BEGIN EXERCISE MATERIAL

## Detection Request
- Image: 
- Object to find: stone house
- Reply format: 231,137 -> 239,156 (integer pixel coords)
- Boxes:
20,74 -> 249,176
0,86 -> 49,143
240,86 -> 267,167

END EXERCISE MATERIAL

▶ _GOAL_
Duplicate the lines above exactly as they appear.

▶ _RIGHT ANSWER_
## Detection Request
- Image: 
- Object to find: stone house
- Reply format: 231,137 -> 239,156 (integer pixel coords)
- Boxes:
20,74 -> 249,176
0,86 -> 49,143
240,86 -> 267,167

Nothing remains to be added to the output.